Please report every line in the items below that contains the string "policeman", copying each such line in full.

(begin)

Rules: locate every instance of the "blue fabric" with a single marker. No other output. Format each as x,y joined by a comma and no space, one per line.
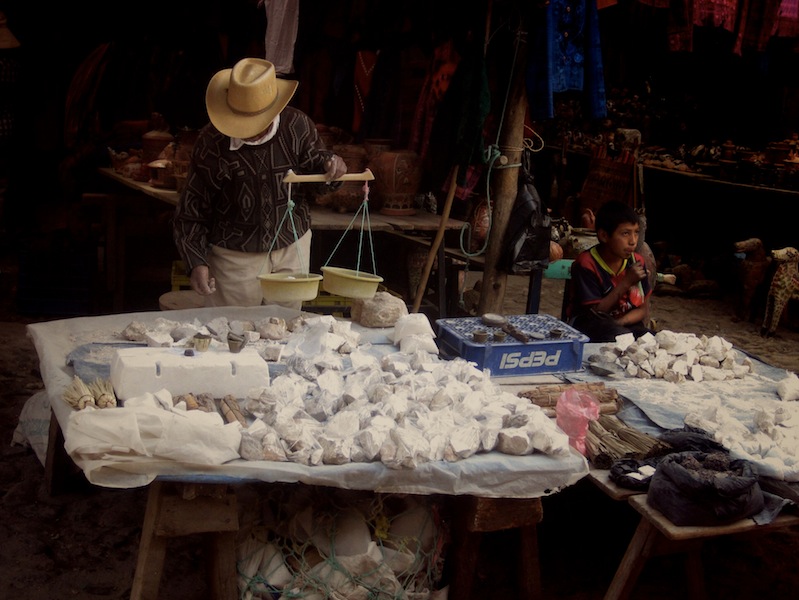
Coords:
565,54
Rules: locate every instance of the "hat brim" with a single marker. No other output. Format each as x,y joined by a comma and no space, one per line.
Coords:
237,125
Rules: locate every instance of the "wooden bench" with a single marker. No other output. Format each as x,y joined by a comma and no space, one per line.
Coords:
657,535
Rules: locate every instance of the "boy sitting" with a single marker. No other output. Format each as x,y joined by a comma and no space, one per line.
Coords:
609,285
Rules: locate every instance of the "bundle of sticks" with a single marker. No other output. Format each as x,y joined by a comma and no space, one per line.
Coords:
608,439
546,396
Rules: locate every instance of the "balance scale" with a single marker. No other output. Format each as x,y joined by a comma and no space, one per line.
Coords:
291,287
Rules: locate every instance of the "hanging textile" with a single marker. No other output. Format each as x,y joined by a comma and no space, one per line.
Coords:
456,138
442,66
565,55
365,63
282,18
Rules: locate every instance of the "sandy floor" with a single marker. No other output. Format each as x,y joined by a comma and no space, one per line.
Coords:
82,543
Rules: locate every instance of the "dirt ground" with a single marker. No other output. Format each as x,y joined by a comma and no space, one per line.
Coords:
82,542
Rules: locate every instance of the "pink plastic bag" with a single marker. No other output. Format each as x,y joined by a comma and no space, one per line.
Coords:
574,410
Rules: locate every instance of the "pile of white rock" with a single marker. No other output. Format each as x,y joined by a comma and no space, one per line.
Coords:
672,356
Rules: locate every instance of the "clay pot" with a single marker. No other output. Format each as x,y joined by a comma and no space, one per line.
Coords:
398,174
153,143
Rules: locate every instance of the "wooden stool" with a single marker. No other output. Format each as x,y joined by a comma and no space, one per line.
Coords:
657,535
475,516
176,300
185,509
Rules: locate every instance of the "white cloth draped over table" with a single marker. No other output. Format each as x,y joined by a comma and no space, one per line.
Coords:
488,475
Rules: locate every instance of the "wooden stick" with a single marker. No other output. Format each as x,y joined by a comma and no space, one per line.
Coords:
431,255
292,177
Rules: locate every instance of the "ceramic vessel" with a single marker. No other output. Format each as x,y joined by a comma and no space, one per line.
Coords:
398,174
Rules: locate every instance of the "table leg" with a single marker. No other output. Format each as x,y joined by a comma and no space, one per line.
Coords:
476,516
636,555
152,549
196,508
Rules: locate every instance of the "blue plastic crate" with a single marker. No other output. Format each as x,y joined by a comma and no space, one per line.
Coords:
556,347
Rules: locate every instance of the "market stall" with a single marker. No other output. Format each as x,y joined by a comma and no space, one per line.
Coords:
84,345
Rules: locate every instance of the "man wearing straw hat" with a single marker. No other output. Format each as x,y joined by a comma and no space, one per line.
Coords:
230,224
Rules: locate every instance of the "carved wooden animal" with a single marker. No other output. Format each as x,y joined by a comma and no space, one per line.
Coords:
751,272
784,287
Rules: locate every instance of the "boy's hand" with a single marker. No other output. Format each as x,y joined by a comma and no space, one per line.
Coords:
635,273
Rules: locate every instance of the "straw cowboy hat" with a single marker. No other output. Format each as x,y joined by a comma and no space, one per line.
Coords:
244,100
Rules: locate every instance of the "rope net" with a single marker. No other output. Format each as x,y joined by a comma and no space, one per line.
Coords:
312,542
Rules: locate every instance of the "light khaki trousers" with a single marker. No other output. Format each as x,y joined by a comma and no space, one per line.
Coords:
236,273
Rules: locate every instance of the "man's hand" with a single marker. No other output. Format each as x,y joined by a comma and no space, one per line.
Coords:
335,167
201,282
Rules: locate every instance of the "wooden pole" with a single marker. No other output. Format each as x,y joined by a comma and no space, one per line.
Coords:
504,187
431,255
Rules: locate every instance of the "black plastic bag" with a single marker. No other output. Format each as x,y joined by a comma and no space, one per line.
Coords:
526,244
699,488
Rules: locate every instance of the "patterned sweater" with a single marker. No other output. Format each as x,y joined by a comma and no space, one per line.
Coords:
236,199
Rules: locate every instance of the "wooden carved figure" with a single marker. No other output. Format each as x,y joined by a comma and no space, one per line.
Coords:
752,270
784,287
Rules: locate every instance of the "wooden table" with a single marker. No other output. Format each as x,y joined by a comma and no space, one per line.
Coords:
185,500
406,228
657,535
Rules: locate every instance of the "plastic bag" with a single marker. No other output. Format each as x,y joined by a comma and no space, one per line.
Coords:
700,488
574,410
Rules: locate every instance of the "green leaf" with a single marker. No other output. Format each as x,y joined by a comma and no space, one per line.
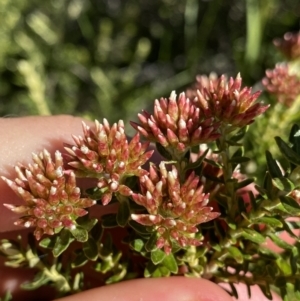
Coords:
294,138
79,260
239,135
270,221
198,162
39,280
213,163
238,160
97,232
244,183
150,269
287,151
233,290
86,222
80,234
106,249
290,205
141,229
265,288
164,271
48,242
273,166
62,242
283,184
236,254
163,151
284,266
151,243
252,235
109,221
137,244
123,214
157,256
90,249
7,296
170,263
280,242
294,260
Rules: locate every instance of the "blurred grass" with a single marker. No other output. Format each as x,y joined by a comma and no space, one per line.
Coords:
111,58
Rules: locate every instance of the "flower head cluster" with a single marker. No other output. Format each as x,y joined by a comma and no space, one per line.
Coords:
177,123
52,200
105,153
289,45
174,209
283,83
227,102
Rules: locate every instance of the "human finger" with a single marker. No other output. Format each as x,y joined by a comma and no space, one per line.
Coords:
167,289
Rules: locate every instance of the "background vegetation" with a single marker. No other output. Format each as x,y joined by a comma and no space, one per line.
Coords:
108,58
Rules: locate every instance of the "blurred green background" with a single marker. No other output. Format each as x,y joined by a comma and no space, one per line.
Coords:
111,58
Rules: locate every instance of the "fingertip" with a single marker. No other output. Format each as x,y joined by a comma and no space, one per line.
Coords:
167,289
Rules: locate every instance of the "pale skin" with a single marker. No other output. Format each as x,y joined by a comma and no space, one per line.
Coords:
19,137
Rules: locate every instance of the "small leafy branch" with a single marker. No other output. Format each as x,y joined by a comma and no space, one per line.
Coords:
194,211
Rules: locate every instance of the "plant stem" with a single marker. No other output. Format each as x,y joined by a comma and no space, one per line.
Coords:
227,172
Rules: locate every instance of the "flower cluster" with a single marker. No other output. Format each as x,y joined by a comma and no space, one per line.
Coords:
283,83
228,102
174,209
289,45
177,124
105,153
52,199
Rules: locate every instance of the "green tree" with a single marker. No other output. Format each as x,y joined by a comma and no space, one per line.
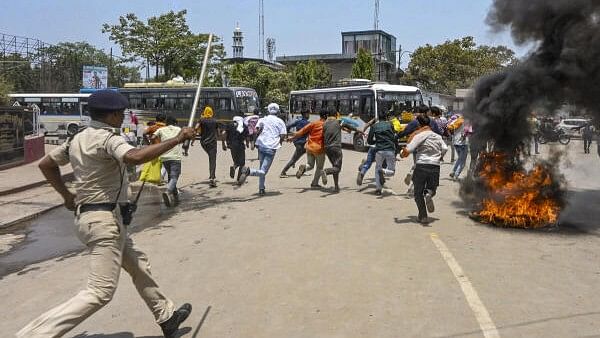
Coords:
363,66
270,85
311,74
455,64
164,42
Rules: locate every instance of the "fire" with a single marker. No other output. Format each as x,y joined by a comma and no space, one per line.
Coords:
516,197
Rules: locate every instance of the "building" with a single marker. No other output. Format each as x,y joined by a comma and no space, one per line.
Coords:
238,52
377,42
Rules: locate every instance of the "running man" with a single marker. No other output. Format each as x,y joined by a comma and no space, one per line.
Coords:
315,149
299,142
332,137
429,148
271,133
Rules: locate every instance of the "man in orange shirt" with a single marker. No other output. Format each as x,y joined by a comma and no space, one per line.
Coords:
315,149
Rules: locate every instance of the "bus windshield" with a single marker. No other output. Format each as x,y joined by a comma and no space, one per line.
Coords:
400,101
246,101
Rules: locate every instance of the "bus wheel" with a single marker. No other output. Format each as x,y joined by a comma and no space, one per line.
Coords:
72,129
359,143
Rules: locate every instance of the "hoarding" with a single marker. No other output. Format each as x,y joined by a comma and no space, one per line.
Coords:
95,77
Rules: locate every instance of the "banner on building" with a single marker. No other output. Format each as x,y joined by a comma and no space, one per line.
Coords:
95,77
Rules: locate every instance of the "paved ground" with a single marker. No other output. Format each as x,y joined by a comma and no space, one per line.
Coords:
305,263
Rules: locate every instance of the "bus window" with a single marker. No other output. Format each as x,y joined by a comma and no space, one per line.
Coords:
344,103
367,110
225,104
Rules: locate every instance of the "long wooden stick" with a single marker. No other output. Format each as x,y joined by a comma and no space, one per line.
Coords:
199,89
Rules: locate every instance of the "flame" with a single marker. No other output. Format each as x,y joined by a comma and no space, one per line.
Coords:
516,197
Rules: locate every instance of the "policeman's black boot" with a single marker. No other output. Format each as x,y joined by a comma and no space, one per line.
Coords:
171,326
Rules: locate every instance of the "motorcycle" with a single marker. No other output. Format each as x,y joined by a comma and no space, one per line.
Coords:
554,135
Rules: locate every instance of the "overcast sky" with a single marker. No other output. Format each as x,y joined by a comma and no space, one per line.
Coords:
299,27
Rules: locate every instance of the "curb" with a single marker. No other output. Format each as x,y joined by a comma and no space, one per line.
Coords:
66,177
28,217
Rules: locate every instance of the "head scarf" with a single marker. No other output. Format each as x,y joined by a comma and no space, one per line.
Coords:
240,123
207,113
273,109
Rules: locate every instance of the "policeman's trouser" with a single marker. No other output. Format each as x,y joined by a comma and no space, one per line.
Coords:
110,249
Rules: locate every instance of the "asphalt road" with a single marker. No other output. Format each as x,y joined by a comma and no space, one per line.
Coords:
309,263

(end)

--- RESULT FOR THIS TASK ---
Rules: locate every instance of the "policeman's black boot" with a single marker. No other output. Format each as x,y joined by a comma and no space, one per line.
Rules: locate every instance of the "policeman's trouser" with a single marker. No other output. Format each as x,y joined by a comma and no space, one per line.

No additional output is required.